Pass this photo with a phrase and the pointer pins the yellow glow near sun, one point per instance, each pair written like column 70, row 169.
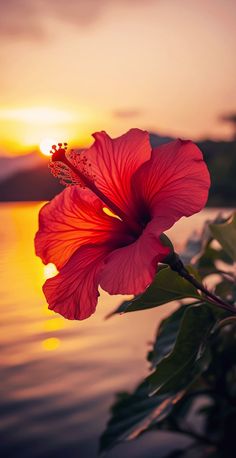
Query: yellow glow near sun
column 46, row 146
column 52, row 343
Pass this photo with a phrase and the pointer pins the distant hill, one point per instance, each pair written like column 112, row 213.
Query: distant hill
column 35, row 182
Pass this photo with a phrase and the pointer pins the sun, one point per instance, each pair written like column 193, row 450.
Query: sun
column 45, row 146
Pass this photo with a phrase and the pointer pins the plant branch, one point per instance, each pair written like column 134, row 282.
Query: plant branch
column 177, row 265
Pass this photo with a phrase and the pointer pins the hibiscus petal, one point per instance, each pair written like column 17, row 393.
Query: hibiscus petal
column 70, row 220
column 113, row 162
column 174, row 183
column 74, row 291
column 129, row 270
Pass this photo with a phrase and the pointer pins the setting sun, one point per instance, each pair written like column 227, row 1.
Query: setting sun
column 46, row 146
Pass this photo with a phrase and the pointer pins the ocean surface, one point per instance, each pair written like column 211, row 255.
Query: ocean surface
column 59, row 378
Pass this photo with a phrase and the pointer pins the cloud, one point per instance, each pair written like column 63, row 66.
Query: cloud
column 26, row 18
column 126, row 113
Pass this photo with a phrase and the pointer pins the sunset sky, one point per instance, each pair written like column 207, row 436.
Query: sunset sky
column 71, row 67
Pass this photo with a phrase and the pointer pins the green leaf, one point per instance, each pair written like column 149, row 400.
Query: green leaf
column 190, row 355
column 135, row 413
column 226, row 235
column 166, row 336
column 167, row 286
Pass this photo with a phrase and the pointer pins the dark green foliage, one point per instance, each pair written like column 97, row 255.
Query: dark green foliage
column 192, row 358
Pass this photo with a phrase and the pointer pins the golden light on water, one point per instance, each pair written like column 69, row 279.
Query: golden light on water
column 52, row 343
column 45, row 146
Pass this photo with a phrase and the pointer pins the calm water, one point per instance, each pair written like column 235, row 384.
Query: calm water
column 58, row 378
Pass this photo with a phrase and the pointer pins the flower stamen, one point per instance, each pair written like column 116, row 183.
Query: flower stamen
column 71, row 169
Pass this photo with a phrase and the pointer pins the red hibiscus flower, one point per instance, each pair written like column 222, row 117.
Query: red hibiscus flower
column 147, row 190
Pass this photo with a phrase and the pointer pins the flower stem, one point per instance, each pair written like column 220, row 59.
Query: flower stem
column 176, row 264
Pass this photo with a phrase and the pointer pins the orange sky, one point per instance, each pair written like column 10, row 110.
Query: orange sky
column 71, row 67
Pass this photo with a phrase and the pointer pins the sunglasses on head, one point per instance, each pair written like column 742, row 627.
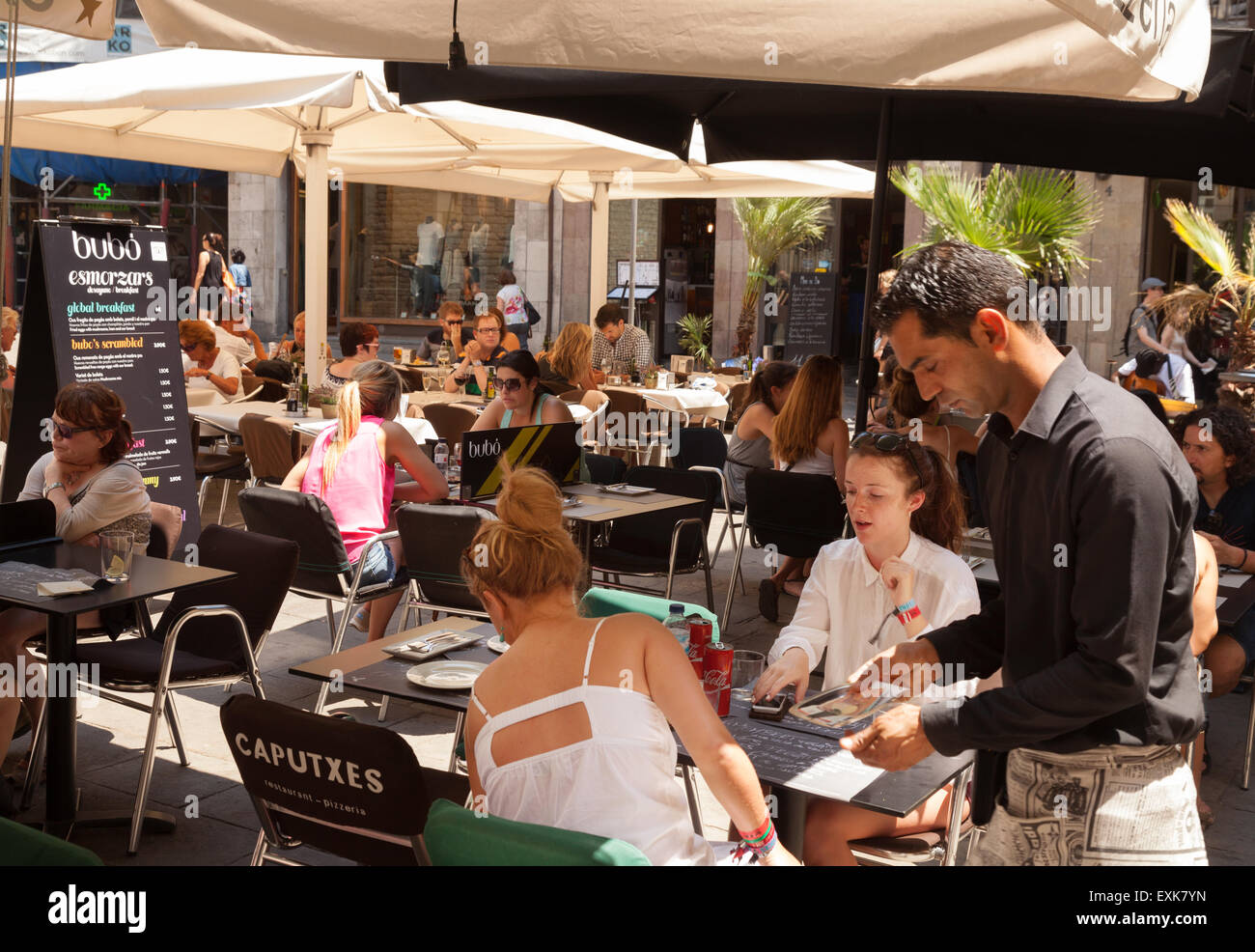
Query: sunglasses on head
column 889, row 443
column 64, row 431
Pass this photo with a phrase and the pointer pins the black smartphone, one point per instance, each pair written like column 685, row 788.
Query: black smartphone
column 773, row 709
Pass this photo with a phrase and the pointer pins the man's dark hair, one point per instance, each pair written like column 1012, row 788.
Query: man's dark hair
column 946, row 284
column 607, row 314
column 1233, row 431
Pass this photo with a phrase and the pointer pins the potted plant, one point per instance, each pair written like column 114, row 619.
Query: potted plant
column 694, row 337
column 770, row 228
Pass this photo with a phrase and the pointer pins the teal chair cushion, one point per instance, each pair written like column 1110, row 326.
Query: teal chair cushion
column 26, row 847
column 601, row 602
column 456, row 836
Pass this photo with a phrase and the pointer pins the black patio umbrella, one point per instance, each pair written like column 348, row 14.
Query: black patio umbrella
column 786, row 121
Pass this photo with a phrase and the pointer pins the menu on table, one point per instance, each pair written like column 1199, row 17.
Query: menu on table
column 100, row 308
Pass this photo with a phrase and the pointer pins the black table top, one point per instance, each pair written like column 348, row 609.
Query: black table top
column 807, row 759
column 149, row 576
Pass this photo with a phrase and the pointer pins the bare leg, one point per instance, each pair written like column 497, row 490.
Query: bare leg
column 831, row 826
column 1226, row 660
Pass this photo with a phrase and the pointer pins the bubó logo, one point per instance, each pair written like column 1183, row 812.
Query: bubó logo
column 107, row 247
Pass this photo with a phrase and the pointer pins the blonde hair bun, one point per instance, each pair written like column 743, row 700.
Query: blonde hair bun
column 530, row 501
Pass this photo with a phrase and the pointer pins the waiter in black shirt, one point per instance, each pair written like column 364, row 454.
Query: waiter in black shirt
column 1091, row 508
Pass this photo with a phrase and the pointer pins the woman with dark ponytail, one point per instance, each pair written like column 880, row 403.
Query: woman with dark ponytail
column 896, row 579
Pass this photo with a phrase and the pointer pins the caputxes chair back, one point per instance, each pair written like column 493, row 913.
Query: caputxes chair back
column 702, row 446
column 264, row 568
column 305, row 518
column 434, row 539
column 797, row 513
column 313, row 776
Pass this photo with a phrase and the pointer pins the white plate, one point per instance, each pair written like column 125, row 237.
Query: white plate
column 446, row 675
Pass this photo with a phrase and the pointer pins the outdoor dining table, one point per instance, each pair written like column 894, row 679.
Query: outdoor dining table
column 697, row 402
column 795, row 760
column 149, row 576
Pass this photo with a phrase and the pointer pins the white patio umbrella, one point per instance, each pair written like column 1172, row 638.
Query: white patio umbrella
column 1128, row 50
column 251, row 112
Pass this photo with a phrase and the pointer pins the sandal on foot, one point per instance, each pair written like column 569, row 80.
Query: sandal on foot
column 768, row 601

_AIM OF THE EXERCISE_
Please quote nothing but the lines from the line with "364, row 454." through the end of the data above, exactly as written, ends included.

_FULL SOLUTION_
Pass this photo with a phrase and the pointer pins the waiter in black shirt, one point per instance, each pair written like column 364, row 454.
Query: waiter in black shirt
column 1091, row 508
Pass this photo with a phrase and the pointer pins the woman with dark ponytail, one point per instance, each pair written like column 880, row 403.
Query: woman with dark ponytail
column 896, row 579
Pass this photo with a phrase and the pointer pins the caputxes chair back, one point per instance, each pair written like column 493, row 913.
Query: caputxes chair back
column 702, row 446
column 264, row 568
column 305, row 518
column 434, row 539
column 797, row 513
column 313, row 776
Pass this photo with a phrase and the pointer pins the white plate, one point per instance, each pair written like column 125, row 237.
Query: white plate
column 446, row 675
Pass this photo with a phrase and the pointer pins the outdoor dining table, one point per instance, each pair written like column 894, row 679.
Query: outdoor dining table
column 697, row 402
column 795, row 760
column 149, row 576
Pass this photo with a phrase and the pointer pins the white patio umbrella, one point per instance, each pair written like column 1172, row 638.
Query: white patio umbrella
column 1128, row 50
column 251, row 112
Pass this photo with a phrase and the pointer pins the sandal on foot, one point per instance, each pair written like column 569, row 80.
Query: sandal on foot
column 768, row 601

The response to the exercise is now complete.